- _THE EXERCISE_: Pick out every line of the rows that contains the string "bridle" and copy each one.

Stored entries
# # #

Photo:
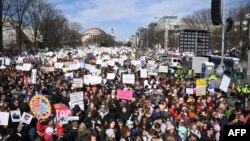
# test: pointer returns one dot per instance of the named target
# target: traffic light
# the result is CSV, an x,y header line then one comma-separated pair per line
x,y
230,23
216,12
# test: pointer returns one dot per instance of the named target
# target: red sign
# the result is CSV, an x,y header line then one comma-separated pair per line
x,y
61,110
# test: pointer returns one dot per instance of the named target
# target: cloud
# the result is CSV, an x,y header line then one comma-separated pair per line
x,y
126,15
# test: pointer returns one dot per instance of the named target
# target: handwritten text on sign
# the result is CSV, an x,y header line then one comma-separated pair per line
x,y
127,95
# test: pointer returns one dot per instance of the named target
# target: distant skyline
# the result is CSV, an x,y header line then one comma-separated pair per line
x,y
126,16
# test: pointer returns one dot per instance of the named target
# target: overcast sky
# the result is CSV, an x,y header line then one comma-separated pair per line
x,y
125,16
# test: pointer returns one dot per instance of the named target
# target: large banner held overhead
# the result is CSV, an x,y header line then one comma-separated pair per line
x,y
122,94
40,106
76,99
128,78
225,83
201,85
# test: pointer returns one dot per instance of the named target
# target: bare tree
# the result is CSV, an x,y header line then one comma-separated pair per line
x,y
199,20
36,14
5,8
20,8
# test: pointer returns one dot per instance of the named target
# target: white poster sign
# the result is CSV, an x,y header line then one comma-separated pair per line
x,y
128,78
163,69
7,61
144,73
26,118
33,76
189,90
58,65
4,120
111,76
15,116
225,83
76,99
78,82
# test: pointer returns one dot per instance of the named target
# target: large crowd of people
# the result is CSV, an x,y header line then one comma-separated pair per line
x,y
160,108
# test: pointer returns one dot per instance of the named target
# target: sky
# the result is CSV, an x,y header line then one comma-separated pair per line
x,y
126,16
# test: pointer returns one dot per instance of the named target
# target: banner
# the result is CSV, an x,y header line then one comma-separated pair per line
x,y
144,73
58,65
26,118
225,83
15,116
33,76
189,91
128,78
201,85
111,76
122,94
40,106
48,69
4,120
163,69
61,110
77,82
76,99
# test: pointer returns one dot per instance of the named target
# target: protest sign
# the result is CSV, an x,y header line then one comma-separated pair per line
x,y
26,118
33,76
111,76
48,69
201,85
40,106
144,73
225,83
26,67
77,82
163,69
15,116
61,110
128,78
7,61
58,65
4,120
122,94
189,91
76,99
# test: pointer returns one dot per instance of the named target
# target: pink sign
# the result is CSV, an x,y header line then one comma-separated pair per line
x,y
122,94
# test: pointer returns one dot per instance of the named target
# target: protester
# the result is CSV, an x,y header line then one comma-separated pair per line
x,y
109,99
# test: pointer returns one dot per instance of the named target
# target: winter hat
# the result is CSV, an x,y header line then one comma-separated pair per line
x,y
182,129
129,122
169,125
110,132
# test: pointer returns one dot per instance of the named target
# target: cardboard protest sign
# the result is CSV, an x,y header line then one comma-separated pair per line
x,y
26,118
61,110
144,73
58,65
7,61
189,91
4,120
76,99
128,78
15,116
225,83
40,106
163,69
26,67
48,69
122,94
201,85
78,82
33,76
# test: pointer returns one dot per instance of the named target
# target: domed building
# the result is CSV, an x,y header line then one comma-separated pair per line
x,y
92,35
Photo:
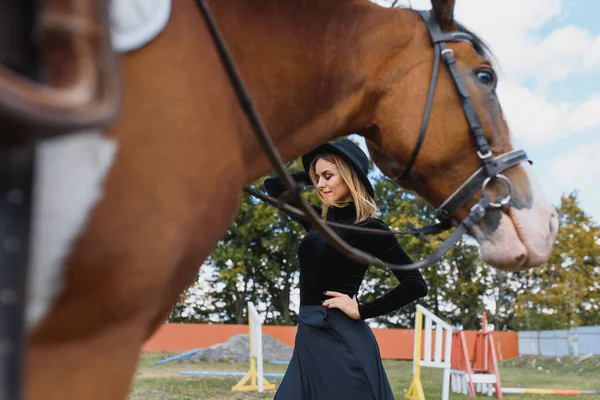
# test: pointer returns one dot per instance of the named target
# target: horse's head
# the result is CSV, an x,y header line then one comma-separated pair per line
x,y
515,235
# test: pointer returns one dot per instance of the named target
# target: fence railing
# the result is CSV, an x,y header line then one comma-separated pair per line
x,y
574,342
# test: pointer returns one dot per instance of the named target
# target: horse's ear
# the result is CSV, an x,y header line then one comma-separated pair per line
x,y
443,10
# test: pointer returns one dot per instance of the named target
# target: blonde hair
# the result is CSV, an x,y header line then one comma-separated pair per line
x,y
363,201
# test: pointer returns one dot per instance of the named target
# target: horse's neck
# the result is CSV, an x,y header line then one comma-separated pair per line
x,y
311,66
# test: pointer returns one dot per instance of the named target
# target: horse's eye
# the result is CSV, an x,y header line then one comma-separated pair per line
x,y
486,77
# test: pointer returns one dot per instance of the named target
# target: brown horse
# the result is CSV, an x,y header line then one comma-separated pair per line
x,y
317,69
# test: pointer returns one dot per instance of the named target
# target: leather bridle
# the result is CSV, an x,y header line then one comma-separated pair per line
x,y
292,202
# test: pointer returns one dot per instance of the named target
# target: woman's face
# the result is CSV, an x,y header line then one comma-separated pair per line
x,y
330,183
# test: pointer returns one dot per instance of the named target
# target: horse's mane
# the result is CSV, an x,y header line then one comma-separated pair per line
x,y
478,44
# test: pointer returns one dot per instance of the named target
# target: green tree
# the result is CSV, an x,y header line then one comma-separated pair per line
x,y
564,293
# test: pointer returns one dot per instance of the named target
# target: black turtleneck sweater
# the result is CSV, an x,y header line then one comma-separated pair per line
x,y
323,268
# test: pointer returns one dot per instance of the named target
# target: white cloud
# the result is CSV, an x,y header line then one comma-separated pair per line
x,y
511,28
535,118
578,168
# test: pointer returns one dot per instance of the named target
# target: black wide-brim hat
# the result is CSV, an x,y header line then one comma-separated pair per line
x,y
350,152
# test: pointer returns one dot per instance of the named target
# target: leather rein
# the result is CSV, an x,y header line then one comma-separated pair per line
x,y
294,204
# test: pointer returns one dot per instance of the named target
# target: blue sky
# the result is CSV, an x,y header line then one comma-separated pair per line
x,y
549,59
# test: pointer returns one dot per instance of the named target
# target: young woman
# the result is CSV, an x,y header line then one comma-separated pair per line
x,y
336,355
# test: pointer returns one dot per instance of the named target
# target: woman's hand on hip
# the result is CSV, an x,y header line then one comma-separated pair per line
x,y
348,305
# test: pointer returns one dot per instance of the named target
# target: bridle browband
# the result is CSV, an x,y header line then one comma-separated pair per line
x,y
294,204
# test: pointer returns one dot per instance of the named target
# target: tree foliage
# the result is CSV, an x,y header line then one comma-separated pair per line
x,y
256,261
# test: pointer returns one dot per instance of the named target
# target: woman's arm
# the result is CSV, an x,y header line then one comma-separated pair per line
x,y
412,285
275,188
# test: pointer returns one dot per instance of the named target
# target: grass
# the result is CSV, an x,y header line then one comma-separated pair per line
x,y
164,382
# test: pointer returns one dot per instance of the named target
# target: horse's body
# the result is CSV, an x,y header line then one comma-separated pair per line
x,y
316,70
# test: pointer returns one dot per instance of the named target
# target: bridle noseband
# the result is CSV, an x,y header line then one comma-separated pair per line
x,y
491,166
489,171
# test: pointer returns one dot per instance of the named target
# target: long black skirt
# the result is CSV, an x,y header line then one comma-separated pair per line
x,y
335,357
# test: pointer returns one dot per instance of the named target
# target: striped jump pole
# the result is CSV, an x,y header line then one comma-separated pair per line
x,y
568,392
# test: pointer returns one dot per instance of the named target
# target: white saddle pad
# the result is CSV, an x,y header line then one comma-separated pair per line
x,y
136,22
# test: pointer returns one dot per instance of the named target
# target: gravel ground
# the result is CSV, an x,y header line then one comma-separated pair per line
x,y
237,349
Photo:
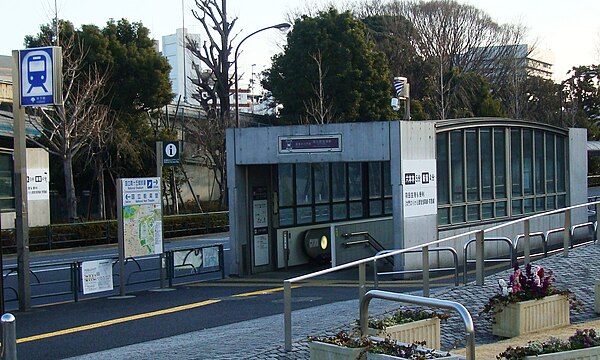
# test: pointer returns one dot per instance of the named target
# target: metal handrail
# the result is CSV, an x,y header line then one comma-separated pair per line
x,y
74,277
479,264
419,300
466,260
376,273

# # #

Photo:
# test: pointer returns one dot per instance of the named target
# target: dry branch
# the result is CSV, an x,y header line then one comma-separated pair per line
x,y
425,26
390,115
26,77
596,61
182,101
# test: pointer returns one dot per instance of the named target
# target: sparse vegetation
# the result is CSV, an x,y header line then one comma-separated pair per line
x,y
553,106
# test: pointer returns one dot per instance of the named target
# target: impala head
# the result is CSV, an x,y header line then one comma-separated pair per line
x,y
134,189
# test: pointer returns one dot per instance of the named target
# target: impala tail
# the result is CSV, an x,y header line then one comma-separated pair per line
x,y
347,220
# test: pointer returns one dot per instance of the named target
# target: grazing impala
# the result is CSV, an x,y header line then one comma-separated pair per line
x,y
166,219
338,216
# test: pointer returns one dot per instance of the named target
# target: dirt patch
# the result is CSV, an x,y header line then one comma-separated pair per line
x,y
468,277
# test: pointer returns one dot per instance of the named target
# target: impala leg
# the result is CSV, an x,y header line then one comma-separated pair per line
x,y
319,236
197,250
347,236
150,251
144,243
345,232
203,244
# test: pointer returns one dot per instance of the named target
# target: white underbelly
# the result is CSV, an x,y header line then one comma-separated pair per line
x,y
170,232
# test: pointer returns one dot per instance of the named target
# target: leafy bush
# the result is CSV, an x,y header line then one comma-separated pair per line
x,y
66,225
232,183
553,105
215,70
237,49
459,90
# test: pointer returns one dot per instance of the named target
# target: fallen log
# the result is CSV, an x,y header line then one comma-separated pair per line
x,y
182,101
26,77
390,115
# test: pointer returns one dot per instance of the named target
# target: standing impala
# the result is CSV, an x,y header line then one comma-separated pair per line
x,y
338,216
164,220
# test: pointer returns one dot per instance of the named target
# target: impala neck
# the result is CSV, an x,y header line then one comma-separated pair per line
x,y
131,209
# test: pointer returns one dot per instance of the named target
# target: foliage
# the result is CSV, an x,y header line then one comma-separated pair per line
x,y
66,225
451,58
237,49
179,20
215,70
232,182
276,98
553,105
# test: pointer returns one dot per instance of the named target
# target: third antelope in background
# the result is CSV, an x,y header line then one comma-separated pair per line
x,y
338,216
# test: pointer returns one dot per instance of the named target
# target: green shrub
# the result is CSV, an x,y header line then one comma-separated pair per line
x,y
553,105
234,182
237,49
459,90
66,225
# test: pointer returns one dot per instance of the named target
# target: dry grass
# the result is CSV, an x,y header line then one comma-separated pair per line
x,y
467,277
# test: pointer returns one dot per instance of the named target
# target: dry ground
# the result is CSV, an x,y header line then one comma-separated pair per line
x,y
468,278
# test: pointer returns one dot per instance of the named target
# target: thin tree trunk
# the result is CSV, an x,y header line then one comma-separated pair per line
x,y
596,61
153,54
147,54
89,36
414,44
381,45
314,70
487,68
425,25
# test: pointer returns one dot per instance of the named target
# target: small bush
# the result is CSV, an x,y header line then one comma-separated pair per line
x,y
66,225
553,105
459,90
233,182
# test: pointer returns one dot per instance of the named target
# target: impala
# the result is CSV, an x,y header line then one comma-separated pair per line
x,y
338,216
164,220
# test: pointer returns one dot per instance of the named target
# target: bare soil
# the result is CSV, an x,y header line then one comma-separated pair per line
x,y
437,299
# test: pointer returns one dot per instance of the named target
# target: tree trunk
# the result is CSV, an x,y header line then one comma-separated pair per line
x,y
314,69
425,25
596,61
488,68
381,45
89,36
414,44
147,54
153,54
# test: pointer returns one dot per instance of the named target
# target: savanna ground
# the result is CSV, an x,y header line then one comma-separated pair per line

# # #

- _THE RESPONSE_:
# target: leather bridle
# target: bridle browband
# target: bridle noseband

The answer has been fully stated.